> [DATA RECORDS]
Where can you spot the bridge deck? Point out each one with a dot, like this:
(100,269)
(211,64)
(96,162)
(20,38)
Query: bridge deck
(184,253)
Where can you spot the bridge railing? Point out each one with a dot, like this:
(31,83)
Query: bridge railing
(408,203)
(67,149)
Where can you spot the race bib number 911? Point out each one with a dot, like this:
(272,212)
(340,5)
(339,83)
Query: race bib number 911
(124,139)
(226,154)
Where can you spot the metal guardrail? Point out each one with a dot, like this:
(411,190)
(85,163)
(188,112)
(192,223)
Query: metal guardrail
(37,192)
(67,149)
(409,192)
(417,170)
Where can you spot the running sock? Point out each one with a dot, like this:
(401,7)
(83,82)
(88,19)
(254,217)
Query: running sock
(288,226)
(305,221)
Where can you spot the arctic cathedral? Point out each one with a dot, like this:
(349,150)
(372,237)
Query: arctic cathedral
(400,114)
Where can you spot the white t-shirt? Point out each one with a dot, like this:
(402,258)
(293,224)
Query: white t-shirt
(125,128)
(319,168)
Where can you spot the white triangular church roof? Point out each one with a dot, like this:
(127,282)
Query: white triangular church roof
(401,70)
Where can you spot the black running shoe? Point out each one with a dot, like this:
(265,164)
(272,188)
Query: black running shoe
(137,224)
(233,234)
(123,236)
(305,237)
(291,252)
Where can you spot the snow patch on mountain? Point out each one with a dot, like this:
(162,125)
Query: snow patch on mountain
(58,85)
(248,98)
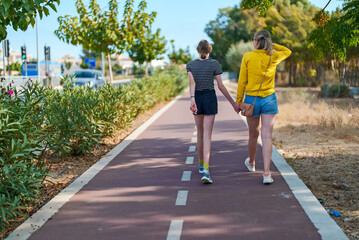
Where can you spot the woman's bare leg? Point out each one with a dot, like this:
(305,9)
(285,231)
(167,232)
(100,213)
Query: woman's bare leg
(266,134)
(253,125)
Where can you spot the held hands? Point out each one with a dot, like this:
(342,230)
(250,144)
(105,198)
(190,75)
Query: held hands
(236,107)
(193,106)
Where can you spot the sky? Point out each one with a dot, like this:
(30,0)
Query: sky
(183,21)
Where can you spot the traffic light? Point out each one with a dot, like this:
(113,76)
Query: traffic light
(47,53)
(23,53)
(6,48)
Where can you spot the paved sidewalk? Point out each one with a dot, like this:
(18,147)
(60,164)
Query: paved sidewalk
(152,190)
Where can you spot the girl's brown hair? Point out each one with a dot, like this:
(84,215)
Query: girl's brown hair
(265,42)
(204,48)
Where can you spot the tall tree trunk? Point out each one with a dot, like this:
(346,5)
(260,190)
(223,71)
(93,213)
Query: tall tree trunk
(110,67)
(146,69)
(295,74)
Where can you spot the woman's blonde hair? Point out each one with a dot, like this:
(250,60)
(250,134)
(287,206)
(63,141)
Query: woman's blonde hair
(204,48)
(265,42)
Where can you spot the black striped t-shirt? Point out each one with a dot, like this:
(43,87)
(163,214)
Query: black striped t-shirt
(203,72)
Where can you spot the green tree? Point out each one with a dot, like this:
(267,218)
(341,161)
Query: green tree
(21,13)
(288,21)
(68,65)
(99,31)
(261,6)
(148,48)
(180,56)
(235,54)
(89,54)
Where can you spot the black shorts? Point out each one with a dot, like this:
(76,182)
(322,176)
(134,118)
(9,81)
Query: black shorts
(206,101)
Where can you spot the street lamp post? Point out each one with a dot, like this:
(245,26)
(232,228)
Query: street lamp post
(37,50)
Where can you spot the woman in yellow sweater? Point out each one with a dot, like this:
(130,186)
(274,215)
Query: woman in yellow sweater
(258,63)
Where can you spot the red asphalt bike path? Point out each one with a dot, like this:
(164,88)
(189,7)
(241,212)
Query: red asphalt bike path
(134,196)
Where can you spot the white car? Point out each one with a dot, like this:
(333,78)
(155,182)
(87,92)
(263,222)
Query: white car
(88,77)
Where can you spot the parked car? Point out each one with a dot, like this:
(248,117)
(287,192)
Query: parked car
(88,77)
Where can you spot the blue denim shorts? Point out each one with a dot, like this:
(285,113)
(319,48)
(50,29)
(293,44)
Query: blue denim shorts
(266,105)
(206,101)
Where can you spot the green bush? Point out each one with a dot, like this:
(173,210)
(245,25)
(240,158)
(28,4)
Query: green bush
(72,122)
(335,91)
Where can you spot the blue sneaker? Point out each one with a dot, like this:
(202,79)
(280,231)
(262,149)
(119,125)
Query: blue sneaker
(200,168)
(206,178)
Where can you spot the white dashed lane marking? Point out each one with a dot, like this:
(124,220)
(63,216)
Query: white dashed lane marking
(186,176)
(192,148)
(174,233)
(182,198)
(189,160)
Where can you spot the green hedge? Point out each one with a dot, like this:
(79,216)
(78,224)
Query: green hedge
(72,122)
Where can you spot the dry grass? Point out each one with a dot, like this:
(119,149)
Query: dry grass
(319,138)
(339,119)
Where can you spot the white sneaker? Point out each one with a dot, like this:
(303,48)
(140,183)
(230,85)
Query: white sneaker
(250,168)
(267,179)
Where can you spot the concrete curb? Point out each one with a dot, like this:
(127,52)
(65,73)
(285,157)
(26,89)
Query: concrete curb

> [WHAT THE TASK REQUIRES] Could you please return each line of the material exactly, dropping the pictures?

> [YOUR RESPONSE]
Where can you spot the bridge deck? Point out each one with a dot, like this:
(100,269)
(211,64)
(96,162)
(20,38)
Query: bridge deck
(184,253)
Where can you spot the bridge railing? Point out each one with a dot, like this:
(31,83)
Query: bridge railing
(408,203)
(67,149)
Where can you spot the race bib number 911? Point out each one with a dot, like this:
(272,212)
(340,5)
(339,83)
Query: race bib number 911
(124,139)
(226,154)
Where can you spot the metal guardrail? Point out each one with a dot, like this:
(411,190)
(85,163)
(188,112)
(192,223)
Query: metal guardrail
(37,192)
(67,149)
(409,192)
(417,170)
Where can you spot the running sock? Point out each one with a dot, like this:
(401,7)
(83,82)
(88,19)
(254,217)
Query: running sock
(288,226)
(305,221)
Where can you spot the arctic cathedral? Point out each one with a dot, like this:
(349,150)
(372,237)
Query: arctic cathedral
(400,114)
Where can you spot the white t-shirt? Point out each one with a dot, like this:
(402,258)
(293,224)
Query: white t-shirt
(125,128)
(319,168)
Where can you spot the white triangular church roof? Point out each one with a dot, like this:
(127,282)
Query: white triangular church roof
(401,70)
Where can you spot the black running shoe? Point out each one with a dot, like this:
(265,164)
(272,188)
Query: black running shoe
(137,224)
(233,234)
(123,236)
(305,237)
(291,252)
Where can you spot the snow patch on mountain? Point out each one with a dot, like this:
(162,125)
Query: snow patch on mountain
(58,85)
(248,98)
Where can you spot the woman's bare leg? Point out each one with a dot, like this:
(305,9)
(285,231)
(167,232)
(100,213)
Query: woman's bare leg
(266,134)
(253,125)
Where can you spot the held hands? Point out each one with a dot, like this:
(342,230)
(250,144)
(105,198)
(190,75)
Query: held hands
(236,107)
(193,106)
Where can you spot the sky? Point out each one with a dot, like this:
(30,0)
Query: sky
(183,21)
Where can you spot the traffic light? Point out each one with a dot, like this:
(113,76)
Query: traffic light
(47,53)
(23,53)
(6,48)
Where can you spot the paved sidewalk? Point out each one with a dot, like this:
(18,147)
(60,164)
Query: paved sidewalk
(152,190)
Where can you spot the girl's brown hair? Point out each one with a dot, like this:
(84,215)
Query: girl's brown hair
(265,42)
(204,48)
Where can you spot the tall tree trunk? Point out each one with a dot, like this:
(346,5)
(260,190)
(223,71)
(93,213)
Query: tall tree trunk
(110,67)
(146,69)
(295,74)
Where can you spot the woman's blonde hair? Point out each one with a dot, like this:
(250,60)
(250,134)
(287,206)
(63,141)
Query: woman's blonde hair
(204,48)
(265,42)
Where can you spot the black striped t-shirt? Point out each one with a dot, like this:
(43,87)
(163,214)
Query: black striped t-shirt
(203,72)
Where can you spot the green tree? Point out each one with a dot, like this:
(267,218)
(341,161)
Query: green tree
(21,13)
(288,21)
(68,65)
(99,31)
(261,6)
(148,48)
(180,56)
(235,54)
(89,54)
Where can you spot the black shorts? Point out each one with a dot, like this:
(76,182)
(322,176)
(134,118)
(9,81)
Query: black shorts
(206,101)
Where can you spot the street lamp post? Point out each one with a dot, like this:
(245,26)
(232,228)
Query: street lamp post
(37,50)
Where can you spot the woman in yellow sweater? Point out each one with a dot, like this:
(130,186)
(274,215)
Query: woman in yellow sweater
(258,63)
Where can you spot the red asphalt bike path? Point out each one with a dot, like this:
(164,88)
(189,7)
(241,212)
Query: red asphalt bike path
(134,196)
Where can you spot the white car? Point out each one with a dot, like this:
(333,78)
(155,182)
(87,92)
(263,222)
Query: white car
(88,77)
Where can you spot the parked car? Point out each one with a dot, like this:
(248,117)
(287,192)
Query: parked car
(88,77)
Where can you spot the blue denim shorts? Point out each one with a dot, like this:
(285,113)
(319,48)
(50,29)
(293,44)
Query: blue denim shorts
(266,105)
(206,101)
Where can you spot the green bush? Point out each one with a dot, like this:
(173,210)
(245,25)
(240,158)
(28,4)
Query: green bush
(72,122)
(335,91)
Where can you spot the blue sneaker? Point out each one with a dot, like this:
(202,79)
(280,231)
(262,149)
(119,125)
Query: blue sneaker
(200,168)
(206,178)
Where can you spot the white dashed lane marking? Point out each one with a dot, like this:
(124,220)
(63,216)
Query: white dashed lane marking
(186,176)
(192,148)
(174,233)
(182,198)
(189,160)
Where can you spot the green hedge? Point out each one with a dot, like this:
(79,216)
(78,224)
Query: green hedge
(72,122)
Where can you spot the dry grass? Point out each one with a dot, like this:
(119,149)
Query: dry grass
(319,138)
(339,119)
Where can you spot the white sneaker? Point out each one with a dot, like this:
(303,48)
(140,183)
(230,85)
Query: white sneaker
(250,168)
(267,179)
Where can you spot the concrete curb? Point out each one with a dot, like this:
(127,52)
(65,73)
(285,157)
(26,89)
Query: concrete curb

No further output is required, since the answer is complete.